Data excerpts
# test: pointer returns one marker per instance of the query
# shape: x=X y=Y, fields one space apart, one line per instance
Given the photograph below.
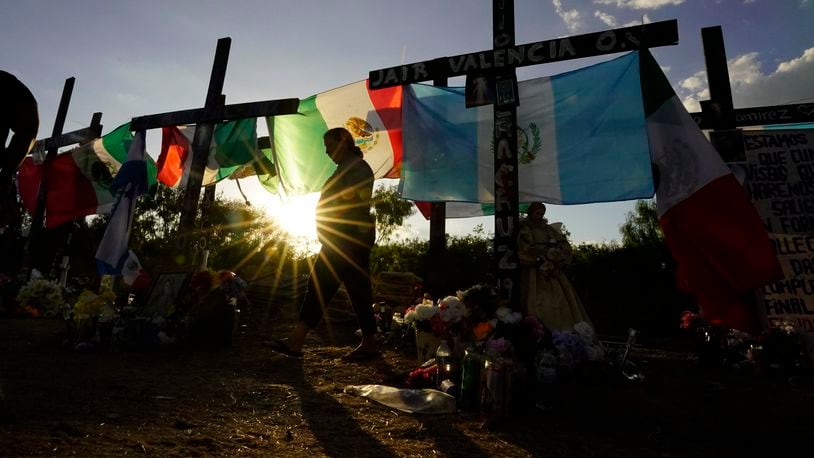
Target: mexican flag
x=372 y=117
x=233 y=144
x=113 y=256
x=711 y=227
x=78 y=182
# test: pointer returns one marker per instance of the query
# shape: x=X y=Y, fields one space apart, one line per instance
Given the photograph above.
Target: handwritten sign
x=780 y=181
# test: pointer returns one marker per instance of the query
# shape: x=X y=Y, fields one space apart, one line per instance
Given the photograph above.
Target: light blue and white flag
x=129 y=183
x=581 y=138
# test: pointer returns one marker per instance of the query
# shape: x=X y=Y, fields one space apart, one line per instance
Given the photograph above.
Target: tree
x=641 y=227
x=390 y=211
x=236 y=235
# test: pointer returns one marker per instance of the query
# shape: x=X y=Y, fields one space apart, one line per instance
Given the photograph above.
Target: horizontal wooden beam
x=228 y=113
x=83 y=135
x=759 y=116
x=664 y=33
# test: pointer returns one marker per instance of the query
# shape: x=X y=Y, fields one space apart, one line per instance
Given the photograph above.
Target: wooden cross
x=215 y=110
x=51 y=145
x=719 y=114
x=499 y=64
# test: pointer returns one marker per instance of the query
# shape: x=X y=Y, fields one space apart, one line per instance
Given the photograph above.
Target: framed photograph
x=165 y=291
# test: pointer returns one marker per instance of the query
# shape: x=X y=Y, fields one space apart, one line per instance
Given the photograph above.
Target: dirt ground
x=246 y=400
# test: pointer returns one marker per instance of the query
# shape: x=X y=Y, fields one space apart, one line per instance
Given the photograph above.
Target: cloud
x=570 y=17
x=608 y=19
x=645 y=19
x=639 y=4
x=789 y=83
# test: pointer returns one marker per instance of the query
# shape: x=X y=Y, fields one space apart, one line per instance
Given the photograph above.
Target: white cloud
x=608 y=19
x=692 y=90
x=789 y=83
x=695 y=82
x=645 y=19
x=794 y=64
x=639 y=4
x=570 y=17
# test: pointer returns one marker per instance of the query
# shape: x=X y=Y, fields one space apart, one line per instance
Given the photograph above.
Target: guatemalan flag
x=713 y=230
x=113 y=256
x=581 y=139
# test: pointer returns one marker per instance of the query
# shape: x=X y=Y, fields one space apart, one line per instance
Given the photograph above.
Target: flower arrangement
x=40 y=297
x=421 y=315
x=90 y=304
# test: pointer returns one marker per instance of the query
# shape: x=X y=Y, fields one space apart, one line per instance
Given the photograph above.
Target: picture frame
x=165 y=291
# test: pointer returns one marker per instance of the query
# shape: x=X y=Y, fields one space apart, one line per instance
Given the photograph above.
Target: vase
x=425 y=345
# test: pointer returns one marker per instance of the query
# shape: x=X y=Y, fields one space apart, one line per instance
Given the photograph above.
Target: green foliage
x=238 y=236
x=641 y=228
x=390 y=210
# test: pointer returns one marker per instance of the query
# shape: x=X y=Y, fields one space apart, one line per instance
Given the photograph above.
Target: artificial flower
x=506 y=315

Task directions
In your copy, leave out the pictures and reproduce the material above exactly.

Result for this task
# test: pointer returns one marker per instance of the query
# shape: x=X y=Y, fields one space apart, one line per instance
Given the photograph below.
Target: mexican flag
x=372 y=117
x=233 y=144
x=113 y=256
x=711 y=227
x=78 y=182
# test: pointer returns one marker per instance of the query
# shape: x=X y=Y, fields one space apart, one line per instance
Given the photograph above.
Target: handwritten sign
x=780 y=181
# test: pointer returns one marker per instance of the query
# shape: x=X y=Y, fields one space apart, one line per instance
Given the photograph above.
Target: light blue and white flag
x=129 y=183
x=581 y=138
# test: pointer returns one marker per instance of the query
# shape: x=X y=Y, fields one space apart, one line per instance
Given the photograph above.
Target: tree
x=641 y=227
x=390 y=211
x=236 y=235
# test: pointer returns one marker per instance of the query
# shape: x=X y=Y, fields one space apart, one line per instance
Given the photograph above.
Target: horizontal wooden beam
x=228 y=113
x=83 y=135
x=759 y=116
x=664 y=33
# test: pointer returns one marker per instance of the query
# shape: x=X y=Y, fields one space apart, one line per instance
Given the photograph above.
Target: wooden cross
x=215 y=110
x=51 y=145
x=719 y=114
x=499 y=64
# test: pointer returns one marker per instance of the query
# shape: x=X y=Y, fields one space apart, one line per instance
Given the photograph above.
Target: framed photograph
x=165 y=291
# test: pointer returns one marker per instance of the query
# shape: x=X y=Y, fields one space apart, one line per instance
Given the photograph above.
Target: dirt ground
x=246 y=400
# test: pointer returns one marker per instance of the query
# shape: x=X y=Y, fields one space apart, one line per instance
Given the photograph above.
Target: cloud
x=570 y=17
x=608 y=19
x=645 y=19
x=639 y=4
x=789 y=83
# test: pointer returns one marker per instance of the query
# shape: x=X y=Y, fields one space apart, one line per instance
Given the photograph above.
Target: white cloud
x=608 y=19
x=692 y=90
x=789 y=83
x=695 y=82
x=645 y=19
x=794 y=64
x=639 y=4
x=570 y=17
# test: pointer returns one marker per instance of the query
# shape: x=X y=Y, fields one space apart, one line per instance
Given the photograph above.
Target: guatemalan flag
x=713 y=230
x=113 y=256
x=581 y=139
# test: pointer returns one marker per instance of the query
# shape: x=X y=Y, fields one space apart, one line per instance
Given the photograph above.
Target: flower arrangement
x=40 y=297
x=421 y=315
x=90 y=304
# test: pointer returns one marker per instance of the query
# shape: x=X y=Y, fields one space apart, one line per instance
Given the photograph above.
Target: picture frame
x=165 y=291
# test: pointer returns one marker per instance of the query
# shape: x=X y=Y, fields one space apart, one line per instance
Given the photograph above.
Target: vase
x=425 y=345
# test: pointer returns one marker per instance of the query
# shape: x=X y=Y, fields one space apart, one line per instance
Given the photograph above.
Target: green foliage
x=238 y=236
x=641 y=228
x=390 y=210
# test: pointer returns one marker per instance of the query
# shape: x=X y=Y, fields one space apart, one line per instance
Given the photograph above.
Target: artificial flower
x=506 y=315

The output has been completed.